WORK INSTRUCTIONS
Print out each entry below exactly, please.

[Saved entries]
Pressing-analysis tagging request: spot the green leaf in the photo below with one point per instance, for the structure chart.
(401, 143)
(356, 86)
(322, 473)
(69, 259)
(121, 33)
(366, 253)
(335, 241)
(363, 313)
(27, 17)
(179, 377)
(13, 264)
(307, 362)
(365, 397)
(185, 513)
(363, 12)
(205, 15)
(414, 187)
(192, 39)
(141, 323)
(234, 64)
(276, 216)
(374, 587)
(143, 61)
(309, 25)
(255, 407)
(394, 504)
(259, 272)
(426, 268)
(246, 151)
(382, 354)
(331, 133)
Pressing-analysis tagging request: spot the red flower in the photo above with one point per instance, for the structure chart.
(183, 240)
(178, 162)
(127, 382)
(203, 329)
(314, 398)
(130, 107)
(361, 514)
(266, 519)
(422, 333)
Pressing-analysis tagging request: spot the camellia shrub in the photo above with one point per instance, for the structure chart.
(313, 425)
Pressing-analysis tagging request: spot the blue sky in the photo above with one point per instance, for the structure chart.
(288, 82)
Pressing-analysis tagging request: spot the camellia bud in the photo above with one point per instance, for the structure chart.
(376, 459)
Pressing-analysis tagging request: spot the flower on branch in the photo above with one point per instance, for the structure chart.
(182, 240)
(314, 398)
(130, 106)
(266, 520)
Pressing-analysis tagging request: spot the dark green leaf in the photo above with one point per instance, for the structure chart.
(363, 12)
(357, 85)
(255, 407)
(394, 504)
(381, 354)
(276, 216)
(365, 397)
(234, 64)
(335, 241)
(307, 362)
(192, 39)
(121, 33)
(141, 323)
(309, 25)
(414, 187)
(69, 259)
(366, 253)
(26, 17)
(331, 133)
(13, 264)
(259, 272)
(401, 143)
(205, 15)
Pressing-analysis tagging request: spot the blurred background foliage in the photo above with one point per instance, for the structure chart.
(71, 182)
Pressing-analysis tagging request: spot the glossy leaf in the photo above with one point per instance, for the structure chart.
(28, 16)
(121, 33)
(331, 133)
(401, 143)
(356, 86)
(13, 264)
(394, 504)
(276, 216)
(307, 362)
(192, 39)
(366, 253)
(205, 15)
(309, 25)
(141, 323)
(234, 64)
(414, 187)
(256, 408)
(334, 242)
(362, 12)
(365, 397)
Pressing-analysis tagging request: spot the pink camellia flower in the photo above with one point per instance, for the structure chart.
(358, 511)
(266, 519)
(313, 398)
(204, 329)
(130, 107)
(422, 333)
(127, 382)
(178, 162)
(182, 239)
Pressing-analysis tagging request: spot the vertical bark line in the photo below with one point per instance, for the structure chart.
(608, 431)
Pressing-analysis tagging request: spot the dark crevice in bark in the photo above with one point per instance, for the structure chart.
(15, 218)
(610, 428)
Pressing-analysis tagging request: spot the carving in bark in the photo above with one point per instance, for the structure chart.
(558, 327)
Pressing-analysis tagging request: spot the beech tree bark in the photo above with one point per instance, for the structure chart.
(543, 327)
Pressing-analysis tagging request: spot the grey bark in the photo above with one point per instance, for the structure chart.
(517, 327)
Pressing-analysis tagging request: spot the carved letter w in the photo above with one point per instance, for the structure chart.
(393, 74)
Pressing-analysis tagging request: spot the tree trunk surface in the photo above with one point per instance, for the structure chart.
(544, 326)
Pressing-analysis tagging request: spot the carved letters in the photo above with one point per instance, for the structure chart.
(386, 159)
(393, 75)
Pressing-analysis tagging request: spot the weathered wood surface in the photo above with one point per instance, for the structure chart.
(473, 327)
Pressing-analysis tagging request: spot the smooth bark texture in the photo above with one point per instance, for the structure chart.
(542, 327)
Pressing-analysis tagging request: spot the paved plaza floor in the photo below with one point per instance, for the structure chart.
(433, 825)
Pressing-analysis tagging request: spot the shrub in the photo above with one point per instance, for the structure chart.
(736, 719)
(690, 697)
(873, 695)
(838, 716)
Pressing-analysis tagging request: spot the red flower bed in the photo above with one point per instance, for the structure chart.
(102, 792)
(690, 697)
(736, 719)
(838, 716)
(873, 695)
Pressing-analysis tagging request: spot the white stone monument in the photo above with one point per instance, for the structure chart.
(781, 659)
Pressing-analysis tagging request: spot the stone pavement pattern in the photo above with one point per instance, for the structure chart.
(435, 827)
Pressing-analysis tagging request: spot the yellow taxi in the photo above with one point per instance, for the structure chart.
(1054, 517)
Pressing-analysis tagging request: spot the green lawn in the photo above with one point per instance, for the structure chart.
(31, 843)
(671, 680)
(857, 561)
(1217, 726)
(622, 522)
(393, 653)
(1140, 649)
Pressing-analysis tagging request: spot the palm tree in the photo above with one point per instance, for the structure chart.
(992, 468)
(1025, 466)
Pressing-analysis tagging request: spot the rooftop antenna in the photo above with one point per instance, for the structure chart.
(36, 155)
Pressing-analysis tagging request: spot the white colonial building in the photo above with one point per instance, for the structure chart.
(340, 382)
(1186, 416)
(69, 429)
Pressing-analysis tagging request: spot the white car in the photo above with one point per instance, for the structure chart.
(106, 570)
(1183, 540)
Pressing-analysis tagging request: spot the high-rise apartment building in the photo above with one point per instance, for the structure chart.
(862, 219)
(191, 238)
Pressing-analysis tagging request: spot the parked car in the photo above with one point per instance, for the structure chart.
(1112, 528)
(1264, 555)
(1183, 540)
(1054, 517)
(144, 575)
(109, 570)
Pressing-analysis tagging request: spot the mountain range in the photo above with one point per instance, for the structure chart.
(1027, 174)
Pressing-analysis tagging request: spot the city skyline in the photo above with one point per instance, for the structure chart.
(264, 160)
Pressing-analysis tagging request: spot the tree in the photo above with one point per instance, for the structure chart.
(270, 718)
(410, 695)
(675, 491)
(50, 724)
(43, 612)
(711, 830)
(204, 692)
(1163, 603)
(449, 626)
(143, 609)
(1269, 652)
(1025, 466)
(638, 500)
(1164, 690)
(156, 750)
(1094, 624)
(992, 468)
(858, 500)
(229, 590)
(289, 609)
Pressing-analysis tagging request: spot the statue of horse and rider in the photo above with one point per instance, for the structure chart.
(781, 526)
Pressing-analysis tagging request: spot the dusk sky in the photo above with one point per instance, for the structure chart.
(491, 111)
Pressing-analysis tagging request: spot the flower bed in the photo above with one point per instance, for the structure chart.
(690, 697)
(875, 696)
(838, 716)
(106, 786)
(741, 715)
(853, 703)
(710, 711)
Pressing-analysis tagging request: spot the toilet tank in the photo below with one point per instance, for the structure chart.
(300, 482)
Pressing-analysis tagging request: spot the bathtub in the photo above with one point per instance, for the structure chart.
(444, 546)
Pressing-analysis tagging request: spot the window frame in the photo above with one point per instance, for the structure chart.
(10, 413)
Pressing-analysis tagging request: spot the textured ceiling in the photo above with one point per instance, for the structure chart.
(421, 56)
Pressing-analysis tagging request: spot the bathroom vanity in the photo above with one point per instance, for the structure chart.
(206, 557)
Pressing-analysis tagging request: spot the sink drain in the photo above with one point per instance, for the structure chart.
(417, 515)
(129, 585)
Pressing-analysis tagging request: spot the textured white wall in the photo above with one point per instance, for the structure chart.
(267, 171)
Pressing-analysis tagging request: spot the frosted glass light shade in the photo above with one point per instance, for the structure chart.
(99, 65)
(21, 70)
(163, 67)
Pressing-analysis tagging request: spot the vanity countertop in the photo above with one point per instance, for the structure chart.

ANSWER TO THE EXERCISE
Pressing-analysis tagging request: spot the green leaf in the photo below with one point per instance, for the structure chart.
(401, 143)
(356, 86)
(322, 473)
(69, 259)
(121, 33)
(366, 253)
(335, 241)
(363, 313)
(27, 17)
(179, 377)
(13, 264)
(307, 362)
(365, 397)
(185, 513)
(363, 12)
(205, 15)
(414, 187)
(192, 39)
(141, 323)
(234, 64)
(276, 216)
(374, 587)
(143, 61)
(309, 25)
(255, 407)
(394, 504)
(259, 272)
(426, 268)
(246, 151)
(382, 354)
(331, 133)
Pressing-analysis tagging request: spot the red flower in the photo above with one point per instance, for the structure chart.
(183, 240)
(178, 162)
(127, 382)
(203, 329)
(314, 398)
(130, 107)
(361, 514)
(266, 519)
(422, 333)
Pressing-analysis tagging request: spot the camellia shrub in the photo above with one point per instance, for the structure chart.
(313, 425)
Pressing-analysis tagging request: spot the blue sky in the photo above with one point per instance, for the structure chart.
(288, 82)
Pressing-analysis tagging request: spot the camellia bud in the photo above with one point per instance, for the structure chart.
(376, 459)
Pressing-analysis tagging request: spot the flower on branch in the photo above with one point per instance, for the structure chart.
(182, 240)
(314, 398)
(130, 106)
(266, 520)
Pressing-analysis tagging request: spot the dark green leaf in the photo above with one point per instance, for the structure chart.
(363, 12)
(357, 85)
(255, 407)
(394, 504)
(381, 354)
(276, 216)
(365, 397)
(234, 64)
(335, 241)
(307, 362)
(192, 39)
(121, 33)
(141, 323)
(309, 25)
(414, 187)
(69, 259)
(366, 253)
(26, 17)
(331, 133)
(13, 264)
(259, 272)
(401, 143)
(205, 15)
Pressing-analysis tagging request: spot the blurred background foliage in the photo above with one point per instance, for the structure chart.
(71, 182)
Pressing-analysis tagging request: spot the glossy leaf in the photo above with one point per instance, for the structure chart.
(28, 16)
(121, 33)
(331, 133)
(401, 143)
(356, 86)
(13, 264)
(394, 504)
(276, 216)
(307, 362)
(192, 39)
(366, 253)
(205, 15)
(309, 25)
(141, 323)
(234, 64)
(414, 187)
(256, 408)
(334, 242)
(362, 12)
(365, 397)
Pressing-analysis tagging request: spot the pink camellia flower in the photo above with one point per instance, for the structure chart.
(358, 511)
(266, 519)
(313, 398)
(204, 329)
(130, 107)
(422, 333)
(127, 382)
(178, 162)
(182, 239)
Pressing-analysis tagging request: spot the vertical bark line in the photo below with one point per instance, for the structure chart.
(608, 431)
Pressing-analysis tagging request: spot the dark crevice in bark in the photo above with one point per instance, for the structure chart.
(15, 218)
(610, 428)
Pressing-analysis tagging request: spot the carving in bark in the photo above with one point per instance, for the structure chart.
(558, 327)
Pressing-analysis tagging request: spot the beech tree bark in the photo above with one point per instance, for the structure chart.
(543, 327)
Pressing-analysis tagging request: spot the grey bark in the photo above with one point per instance, for the structure chart.
(517, 327)
Pressing-analysis tagging request: spot the carved letter w in the photo above with one point per instance, for the structure chart.
(393, 74)
Pressing-analysis tagging request: spot the tree trunk surface in the photo above with one point per instance, for the structure chart.
(544, 326)
Pressing-analysis tagging request: spot the carved letters in the photo above with one point per instance, for the structure chart.
(386, 159)
(393, 75)
Pressing-analysis tagging request: spot the weathered wood surface in the photo above with one point per instance, for the structure chart.
(473, 327)
Pressing-analysis tagging request: spot the smooth bark texture in the photo above with one point per instance, for the structure chart.
(542, 327)
Pressing-analysis tagging request: spot the paved plaza floor in the photo below with one point per instance, for the structure chart.
(433, 825)
Pressing-analysis tagging request: spot the shrub in the photo above with one point per instance, for the structure chart.
(736, 719)
(690, 697)
(873, 695)
(838, 716)
Pressing-analysis tagging request: spot the red flower bed in the photo above with one point per instance, for the structure chart.
(102, 792)
(690, 697)
(736, 719)
(838, 716)
(873, 695)
Pressing-analysis tagging request: spot the white stone monument in the photo above with one point per instance, for the structure chart.
(781, 659)
Pressing-analysis tagging request: spot the stone pavement pattern in the photo above with one point per instance, for the structure chart.
(435, 827)
Pressing-analysis tagging request: spot the yellow taxi in the photo above with one point per instance, for the structure chart.
(1054, 517)
Pressing-analysis tagging request: spot the green lawn in the photo above with one point per instance, for the structure chart.
(31, 843)
(671, 680)
(857, 561)
(1217, 726)
(622, 522)
(393, 653)
(1140, 649)
Pressing-analysis tagging request: spot the palm tree in the photo above with one point per instance, for the structure chart.
(992, 468)
(1025, 466)
Pressing-analysis tagging request: spot the rooftop antenna in the photo above with one point per instance, for the structure chart.
(36, 155)
Pressing-analysis tagging request: spot the white colonial building in the photo above with one point per instance, for the structure chart.
(340, 382)
(1186, 416)
(69, 429)
Pressing-analysis tagging request: spot the white car in the photo above with one point per instance, for the structure chart.
(106, 570)
(1183, 540)
Pressing-analysis tagging request: spot the high-rise apartment building in the photo above with one point per instance, for the structure chart.
(862, 219)
(191, 238)
Pressing-analysis tagging request: spot the parked car in the photo above with one point per instance, for the structure chart.
(1112, 528)
(1264, 555)
(1183, 540)
(1054, 517)
(144, 575)
(109, 570)
Pressing-analysis tagging request: spot the mountain range in the photo above with one point per instance, for the structure chart.
(1027, 174)
Pressing-analysis tagging request: spot the city skyline in the photo above with one point per instance, for the structure chart.
(264, 160)
Pressing-analysis tagging request: spot the tree in the photo above with one point per instance, for the structure chart.
(270, 718)
(410, 695)
(675, 491)
(50, 724)
(43, 612)
(711, 830)
(204, 692)
(1163, 603)
(449, 626)
(143, 609)
(1269, 652)
(1025, 466)
(638, 500)
(1164, 690)
(156, 750)
(1094, 624)
(992, 468)
(858, 500)
(229, 590)
(289, 609)
Pressing-analysis tagging request: spot the statue of horse and rider in the photo above with one point per instance, for the structure chart.
(781, 526)
Pressing-analysis tagging request: spot the dusk sky in the photo above with one point per instance, for the structure chart.
(491, 111)
Pressing-analysis tagging request: spot the flower bed in the photo above with one point per instance, for the structure chart.
(690, 697)
(875, 696)
(838, 716)
(106, 786)
(741, 715)
(853, 703)
(710, 711)
Pressing-analysis tagging request: spot the toilet tank in the photo below with one point per instance, for the structure chart.
(300, 482)
Pressing-analysis tagging request: spot the bathtub in the photo above with one point per instance, for the structure chart.
(444, 546)
Pressing-analysis tagging request: spot the window frame in the photo above with one point per instance, for the structure chart.
(10, 413)
Pressing-analysis tagging request: spot the textured ceiling in the photo above with one point per instance, for the structure chart.
(421, 56)
Pressing-analysis tagging request: spot the bathroom vanity in the photo above with one point per instance, for the structure chart.
(206, 557)
Pressing-analysis tagging request: spot the sink drain in the photo above with one point per instance, for the structure chart.
(417, 515)
(129, 585)
Pressing-analysis tagging request: spot the textured white wall in the photo above with one point per instance, for the structure chart.
(267, 171)
Pressing-analysis tagging request: spot the frosted glass light shade in the photo above with one point per instance, for the structure chart.
(99, 65)
(21, 70)
(163, 67)
Pressing-analysis tagging request: spot the vanity countertop in the photo above with one point per instance, for the structure chart.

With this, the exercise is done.